**Aim**
Copy the lines below from the one that contains "of the black" through the last line, substituting "text query" for each occurrence of "noun phrase" and leaving everything else unchanged.

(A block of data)
---+---

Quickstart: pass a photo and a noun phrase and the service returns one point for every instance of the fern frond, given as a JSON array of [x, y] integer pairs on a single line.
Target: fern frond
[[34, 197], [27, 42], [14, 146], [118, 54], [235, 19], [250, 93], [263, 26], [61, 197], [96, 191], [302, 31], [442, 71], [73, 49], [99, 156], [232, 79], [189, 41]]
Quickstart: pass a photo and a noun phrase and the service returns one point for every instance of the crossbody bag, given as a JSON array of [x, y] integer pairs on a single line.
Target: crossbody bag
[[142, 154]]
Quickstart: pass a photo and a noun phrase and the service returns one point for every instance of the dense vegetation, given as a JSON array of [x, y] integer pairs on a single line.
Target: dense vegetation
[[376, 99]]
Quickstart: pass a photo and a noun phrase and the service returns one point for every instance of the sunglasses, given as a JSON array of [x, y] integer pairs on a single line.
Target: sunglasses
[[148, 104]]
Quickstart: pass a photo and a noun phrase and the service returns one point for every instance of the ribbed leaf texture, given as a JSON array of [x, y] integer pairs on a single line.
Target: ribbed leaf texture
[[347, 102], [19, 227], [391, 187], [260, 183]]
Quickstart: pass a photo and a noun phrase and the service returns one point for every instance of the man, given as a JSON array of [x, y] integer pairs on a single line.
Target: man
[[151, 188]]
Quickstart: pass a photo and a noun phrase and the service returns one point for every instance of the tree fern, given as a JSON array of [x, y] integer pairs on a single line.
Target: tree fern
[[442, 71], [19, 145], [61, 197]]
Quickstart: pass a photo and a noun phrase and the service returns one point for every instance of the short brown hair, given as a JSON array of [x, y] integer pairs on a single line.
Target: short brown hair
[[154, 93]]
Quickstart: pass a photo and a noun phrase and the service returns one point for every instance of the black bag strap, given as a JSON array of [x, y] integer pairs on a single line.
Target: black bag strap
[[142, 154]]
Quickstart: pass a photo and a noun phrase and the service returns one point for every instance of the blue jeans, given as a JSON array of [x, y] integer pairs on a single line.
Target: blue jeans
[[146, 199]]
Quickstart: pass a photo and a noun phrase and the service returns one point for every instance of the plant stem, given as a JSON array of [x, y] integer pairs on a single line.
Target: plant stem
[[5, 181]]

---+---

**Answer below**
Quickstart: pass a photo and a text query and the service returns one point for every instance of the black bag strap, given as a JSON array of [x, y] integer pairs on a single line.
Target: black bag strap
[[142, 154]]
Quickstart: pass a photo and a text query and the service returns one point for every instance of the blue jeans, given as a JSON array of [x, y] integer pairs on a single line.
Target: blue jeans
[[146, 199]]
Quickstart: pass a photo and a text query and the service returns one point for every instance of the plant stem, given as a JSON array of [x, y] integer pairs on a single line.
Target: plant stem
[[5, 181]]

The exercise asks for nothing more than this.